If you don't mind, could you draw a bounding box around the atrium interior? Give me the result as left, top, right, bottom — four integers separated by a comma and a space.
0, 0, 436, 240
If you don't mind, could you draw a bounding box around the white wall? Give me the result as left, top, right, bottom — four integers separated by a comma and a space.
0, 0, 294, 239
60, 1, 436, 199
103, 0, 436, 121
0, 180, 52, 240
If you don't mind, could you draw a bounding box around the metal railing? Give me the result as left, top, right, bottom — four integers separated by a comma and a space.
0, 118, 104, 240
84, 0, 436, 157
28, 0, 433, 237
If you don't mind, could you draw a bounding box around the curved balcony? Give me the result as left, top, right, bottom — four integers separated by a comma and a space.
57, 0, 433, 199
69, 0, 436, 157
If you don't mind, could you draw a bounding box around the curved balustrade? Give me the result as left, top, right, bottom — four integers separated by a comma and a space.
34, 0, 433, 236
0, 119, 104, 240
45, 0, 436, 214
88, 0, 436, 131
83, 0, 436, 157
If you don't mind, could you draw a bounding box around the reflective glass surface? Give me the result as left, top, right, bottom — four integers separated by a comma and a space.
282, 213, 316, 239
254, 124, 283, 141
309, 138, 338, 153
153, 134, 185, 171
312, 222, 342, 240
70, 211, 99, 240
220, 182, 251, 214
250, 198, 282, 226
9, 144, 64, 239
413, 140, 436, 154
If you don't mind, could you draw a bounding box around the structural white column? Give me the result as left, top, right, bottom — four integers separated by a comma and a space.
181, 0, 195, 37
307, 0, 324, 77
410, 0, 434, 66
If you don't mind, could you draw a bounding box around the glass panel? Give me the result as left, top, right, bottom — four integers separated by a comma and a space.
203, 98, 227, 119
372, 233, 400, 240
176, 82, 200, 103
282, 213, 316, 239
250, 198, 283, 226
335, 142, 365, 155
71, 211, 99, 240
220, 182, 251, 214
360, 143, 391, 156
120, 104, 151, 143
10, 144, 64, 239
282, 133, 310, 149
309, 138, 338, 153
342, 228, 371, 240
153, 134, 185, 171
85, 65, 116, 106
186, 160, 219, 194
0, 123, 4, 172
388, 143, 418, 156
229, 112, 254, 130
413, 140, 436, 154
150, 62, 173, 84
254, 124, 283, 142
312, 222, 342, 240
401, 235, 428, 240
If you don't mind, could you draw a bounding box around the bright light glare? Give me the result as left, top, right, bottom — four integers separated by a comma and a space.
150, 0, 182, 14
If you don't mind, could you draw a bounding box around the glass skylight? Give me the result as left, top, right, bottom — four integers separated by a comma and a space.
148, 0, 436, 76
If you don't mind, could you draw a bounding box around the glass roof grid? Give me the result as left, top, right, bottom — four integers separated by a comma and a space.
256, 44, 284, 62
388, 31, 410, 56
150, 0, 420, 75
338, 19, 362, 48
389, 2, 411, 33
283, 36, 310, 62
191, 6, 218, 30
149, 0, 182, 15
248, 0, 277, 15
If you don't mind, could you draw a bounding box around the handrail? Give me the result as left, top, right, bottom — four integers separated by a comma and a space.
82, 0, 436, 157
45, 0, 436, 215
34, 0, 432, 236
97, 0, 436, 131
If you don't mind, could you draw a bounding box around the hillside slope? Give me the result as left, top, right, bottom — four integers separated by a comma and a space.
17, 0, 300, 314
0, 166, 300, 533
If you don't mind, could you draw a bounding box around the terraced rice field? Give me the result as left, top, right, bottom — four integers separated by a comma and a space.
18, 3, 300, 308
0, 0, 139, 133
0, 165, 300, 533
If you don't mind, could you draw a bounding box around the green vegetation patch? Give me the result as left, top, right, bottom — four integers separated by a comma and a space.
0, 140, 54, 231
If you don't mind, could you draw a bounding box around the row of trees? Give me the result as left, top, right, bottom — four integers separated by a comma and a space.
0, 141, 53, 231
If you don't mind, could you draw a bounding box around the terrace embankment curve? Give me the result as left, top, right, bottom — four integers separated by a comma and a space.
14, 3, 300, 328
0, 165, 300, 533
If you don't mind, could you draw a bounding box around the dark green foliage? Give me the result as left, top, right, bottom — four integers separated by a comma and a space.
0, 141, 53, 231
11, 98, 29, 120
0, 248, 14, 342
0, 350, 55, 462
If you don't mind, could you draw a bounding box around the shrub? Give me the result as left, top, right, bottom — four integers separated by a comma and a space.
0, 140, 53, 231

=-=-=-=-=

§ CHALLENGE
Put the listing above into a Markdown table with the columns Row and Line. Number each line in order and leave out any blank lines.

§ FINAL RESULT
| Row | Line |
|---|---|
| 1 | If you don't mind, could you draw a bounding box around the atrium interior? Give me the result as left, top, right, bottom — four integers separated by a comma and a space. |
| 2 | 0, 0, 436, 240 |
| 3 | If you don't mind, could you draw a bounding box around the white wall? Give me the result as left, top, right, bottom — four integers separated by a comma and a space. |
| 4 | 0, 0, 294, 239 |
| 5 | 60, 1, 436, 199 |
| 6 | 103, 0, 436, 121 |
| 7 | 0, 180, 52, 240 |
| 8 | If you don't mind, could you draw a bounding box around the metal railing? Give me the result as left, top, right, bottom — four integers separated by a comma and a space. |
| 9 | 0, 118, 104, 240 |
| 10 | 84, 0, 436, 157 |
| 11 | 28, 0, 433, 237 |
| 12 | If you don't mind, could you draw a bounding box around the curved balcony? Give me the result as left, top, right, bottom — four integers separated by a comma and a space. |
| 13 | 57, 0, 433, 199 |
| 14 | 69, 0, 436, 157 |
| 15 | If you don't mind, could you draw a bounding box around the curved balustrade? Give me the result as left, top, right, bottom — four integers separated by a comma and a space. |
| 16 | 34, 0, 433, 236 |
| 17 | 0, 119, 104, 240 |
| 18 | 45, 0, 436, 214 |
| 19 | 88, 0, 436, 131 |
| 20 | 83, 0, 436, 157 |
| 21 | If you don't mind, could you draw a bounding box around the reflective glass surface? Give me the result as left, top, right, bottom — four integers separated by a comma and a space. |
| 22 | 282, 213, 316, 239 |
| 23 | 254, 124, 283, 141 |
| 24 | 309, 138, 338, 153 |
| 25 | 153, 134, 185, 171 |
| 26 | 312, 222, 342, 240 |
| 27 | 70, 211, 99, 240 |
| 28 | 220, 182, 251, 214 |
| 29 | 250, 198, 282, 226 |
| 30 | 9, 144, 64, 239 |
| 31 | 413, 140, 436, 154 |
| 32 | If you don't mind, could you draw a bounding box around the structural white column? Give me the result as left, top, right, bottom — four integers separated by a comma and a space. |
| 33 | 181, 0, 195, 37 |
| 34 | 307, 0, 324, 77 |
| 35 | 410, 0, 434, 66 |
| 36 | If you don't mind, could you draw a bounding box around the glass panel? Give me the result as left, top, right, bottom — four integers separated by a comma and a space. |
| 37 | 203, 98, 227, 119 |
| 38 | 372, 233, 400, 240 |
| 39 | 176, 82, 200, 103 |
| 40 | 282, 213, 316, 239 |
| 41 | 250, 198, 283, 226 |
| 42 | 335, 142, 365, 155 |
| 43 | 71, 211, 99, 240 |
| 44 | 220, 182, 251, 214 |
| 45 | 360, 143, 391, 156 |
| 46 | 120, 104, 151, 143 |
| 47 | 10, 144, 64, 239 |
| 48 | 282, 133, 310, 149 |
| 49 | 309, 138, 338, 153 |
| 50 | 342, 228, 371, 240 |
| 51 | 153, 134, 185, 171 |
| 52 | 85, 65, 116, 106 |
| 53 | 186, 160, 219, 194 |
| 54 | 0, 123, 4, 172 |
| 55 | 388, 143, 418, 156 |
| 56 | 229, 112, 254, 130 |
| 57 | 413, 140, 436, 154 |
| 58 | 150, 62, 173, 84 |
| 59 | 254, 124, 283, 142 |
| 60 | 312, 222, 342, 240 |
| 61 | 401, 235, 428, 240 |
| 62 | If you don't mind, could you draw a bounding box around the bright light glare? Give me the result as left, top, right, bottom — four integers separated by a comma and a space. |
| 63 | 150, 0, 182, 14 |
| 64 | If you don't mind, could you draw a bounding box around the glass skylight? Give me the result as left, top, right, bottom — four integers separated by a comma and a space. |
| 65 | 148, 0, 436, 76 |
| 66 | If you don't mind, could you draw a bounding box around the glass roof grid? Give me the result as left, top, right, bottom — four integers separated by a comma and a space. |
| 67 | 256, 44, 284, 62 |
| 68 | 388, 31, 410, 56 |
| 69 | 150, 0, 420, 75 |
| 70 | 338, 19, 362, 48 |
| 71 | 389, 2, 411, 33 |
| 72 | 283, 36, 310, 62 |
| 73 | 191, 6, 218, 30 |
| 74 | 149, 0, 182, 15 |
| 75 | 248, 0, 277, 15 |
| 76 | If you don't mind, could you draw a bounding box around the handrail? Give me the result as left, top, right, bottom — four integers separated by a comma and a space. |
| 77 | 82, 0, 436, 157 |
| 78 | 45, 0, 436, 215 |
| 79 | 34, 0, 432, 236 |
| 80 | 97, 0, 436, 131 |
| 81 | If you don't mind, could you draw a bounding box around the hillside slope? Give me the result as left, top, right, bottom — four integers separated by a comma and a space. |
| 82 | 17, 0, 300, 314 |
| 83 | 0, 166, 300, 533 |
| 84 | If you don't mind, could you draw a bounding box around the terraced rice field? Give me the result as left, top, right, bottom — four integers separated by a comma and a space. |
| 85 | 18, 3, 300, 308 |
| 86 | 0, 0, 139, 133 |
| 87 | 0, 165, 300, 533 |
| 88 | If you don't mind, could you draw a bounding box around the green vegetation patch? Give me the result as left, top, right, bottom — four integers separated by a comma and a space. |
| 89 | 0, 140, 54, 231 |
| 90 | If you don't mind, could you draw a bounding box around the row of trees? Give me the result as left, top, right, bottom — four integers separated by a comma and a space. |
| 91 | 0, 141, 53, 231 |
| 92 | If you don't mind, could you draw a bounding box around the terrace embankment curve? Give me the result as left, top, right, bottom — four integers separated by a comma and a space. |
| 93 | 14, 3, 300, 328 |
| 94 | 0, 165, 300, 533 |
| 95 | If you don't mind, could you draw a bounding box around the dark green foliage? Give me the result as left, top, right, bottom — four integers separated by a comma and a space. |
| 96 | 0, 141, 53, 231 |
| 97 | 11, 98, 29, 120 |
| 98 | 0, 248, 14, 342 |
| 99 | 0, 350, 55, 462 |
| 100 | If you don't mind, could you draw a bounding box around the shrub? Give me the result as left, top, right, bottom — four integers separated by a comma and a space. |
| 101 | 0, 140, 53, 231 |